**Document excerpt:**
========================

Towards customer-first digitisation

by | Feb 1, 2023 | Customer Experience

Why customer experience tech requires human flair

If you haven’t digitised any part of your business, you make up a (very) small portion of the business population – because we now live in a world where screens are the norm and human connection, bizarrely, is the exception.

But before you download the entire internet, don’t skip the critical steps when it comes to defining customer-first digital transformation.

 

One step forward, two steps back

There’s no point in rushing onto the digitisation train when your customers and employees are still buying tickets. In other words, don’t leave the most important contributors behind because it’ll damage the customer experience (CX) rather than improve it. If anything, your employees should be the first aboard because they understand consumer needs and pet peeves better than anyone.

 

“Digitisation is for the company, not the customer”

Wrong. Everything you do, whether internally or externally, is for the customer. The customer is the reason your company exists in the first place, and without humanisation, you may as well go back to spreadsheets and cheques.

Digitisation is about simplifying CX. This means designing it from the customer’s perspective while leveraging what your employees know about customer interests, concerns, pain points, needs, and abilities.

 

From newspaper to new-paper

Let’s be honest, we use newspapers for many things, and reading isn’t the highest on the list anymore. However, although newspaper revenue has dropped by 70% in the last 15 years, the New York Times has 3 million online subscribers and earns $500 million in digital revenue (Voxco).

Having said that, the New York Times never would’ve survived if it hadn’t included CX in its digital transformation journey…The NYT knows its customers’ interests and how to present the good stuff.

========================

**Information provided:**

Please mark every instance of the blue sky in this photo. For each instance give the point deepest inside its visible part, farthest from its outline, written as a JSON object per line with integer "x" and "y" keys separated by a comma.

========================

**Exercise:**
Summarize the text on customer-first digital transformation in two sentences.

**Output below:**
Businesses going digital should not skip the steps of defining customer-first digital transformation or leave customers and employees behind, because employees understand consumer needs best and everything a company does is for the customer. Digitization is about simplifying customer experience from the customer's perspective, and the New York Times, with 3 million online subscribers and $500 million in digital revenue, would not have survived without including customer experience in its digital transformation.